# [Blok Teks]
^^^^^^^^

Nasional Mondial Ekonomi Megapolitan Olahraga Rona The Alun-Alun Kupas Splash Wisata Perspektif Wawancara Edisi Weekend Foto Video Infografis
Rencana Produksi PLN I Secara Garis Besar, Menteri ESDM Setujui Usulan RUPT L PLN 2018-2027

Pengembangan EBT Tak Serius

Foto : istimewa
A   A   A   Pengaturan Font

Dalam Rencana Usaha Penyediaan Tenaga Listrik (RUPTL), PLN mengurangi porsi pengembangan EBT sebesar 2.000 MW, tetapi porsi pembangkit batu bara masih tinggi.

JAKARTA - Langkah Menteri Energi dan Sumber Daya Mineral (ESDM), Ignasius Jonan, yang telah menyetujui Rencana Usaha Penyediaan Tenaga Listrik (RUPTL) dari PT Perusahaan Listrik Negara (PLN) pada 2018-2027 sangat disayangkan karena tidak sesuai harapan. Keputusan tersebut dinilai mencederai agenda besar mengoptimalkan pemanfaatan energi baru dan terbarukan (EBT) di Tanah Air.

Juru Kampanye Perkotaan dan Energi Wahana Lingkungan Hidup (Walhi), Dwi Sawung, menyebutkan dalam RUPTL yang disepakati Kementerian ESDM hanya 5.000 megawatt (MW) saja Pembangkit Listrik Tenaga Uap (energi batu bara) yang dikurangi. Secara persentase, porsi batu bara masih tinggi. Energi terbarukan justru dikurangi 2.000 MW.

"Hentikan semua PLTU! Bangun yang terbarukan karena persentase batu bara terlalu tinggi. Akibatnya, kita sangat bergantung dengan batu bara. Rentan sekali oleh kenaikan harga. Belum lagi polusi udara yang akan disumbang oleh energi fosil tersebut," tegas Sawung, di Jakarta, Rabu (14/3).

^^^^^^^^

# [Data yang Diberikan]
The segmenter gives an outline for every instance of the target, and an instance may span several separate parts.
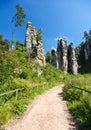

^^^^^^^^

# [Tugas]
A: Menurut artikel tentang RUPTL PLN, berapa besar porsi energi terbarukan yang dikurangi?
B: Ganti "Tanah Air" dengan "Indonesia" pada bagian artikel tentang RUPTL PLN mulai dari "JAKARTA - Langkah" sampai dengan "di Tanah Air.", lalu tuliskan bagian tersebut.
C: Teruskan artikel tentang RUPTL PLN 2018-2027 setelah kalimat terakhirnya.

# [Hasil Pengerjaan]
A: 2.000 MW

B:
JAKARTA - Langkah Menteri Energi dan Sumber Daya Mineral (ESDM), Ignasius Jonan, yang telah menyetujui Rencana Usaha Penyediaan Tenaga Listrik (RUPTL) dari PT Perusahaan Listrik Negara (PLN) pada 2018-2027 sangat disayangkan karena tidak sesuai harapan. Keputusan tersebut dinilai mencederai agenda besar mengoptimalkan pemanfaatan energi baru dan terbarukan (EBT) di Indonesia.

C:
Seperti diketahui, untuk memenuhi kebutuhan tenaga listrik 10 tahun ke depan, PLN telah merencanakan pembangunan infrastruktur penyediaan tenaga listrik dalam RUPTL 2018-2027. Salah satu poinnya total rencana pembangunan pembangkit 56.024 MW dengan rincian target bauran energi pembangkit pada 2025, yakni batu bara 54,4 persen, EBT 23 persen, gas 22,2 persen, dan bahan bakar minyak (BBM) 0,4 persen.

Dalam ringkasan tersebut, secara garis besar Menteri ESDM menyetujui usulan RUPTL 2018-2027 yang diajukan oleh PT PLN. "Perubahannya kita susun berdasarkan proyeksi yang intinya bahwa Commercial Operation Date (COD) atau SLO itu kita cocokkan pada proyeksi kebutuhan listrik setiap wilayah di Indonesia," ungkap Jonan.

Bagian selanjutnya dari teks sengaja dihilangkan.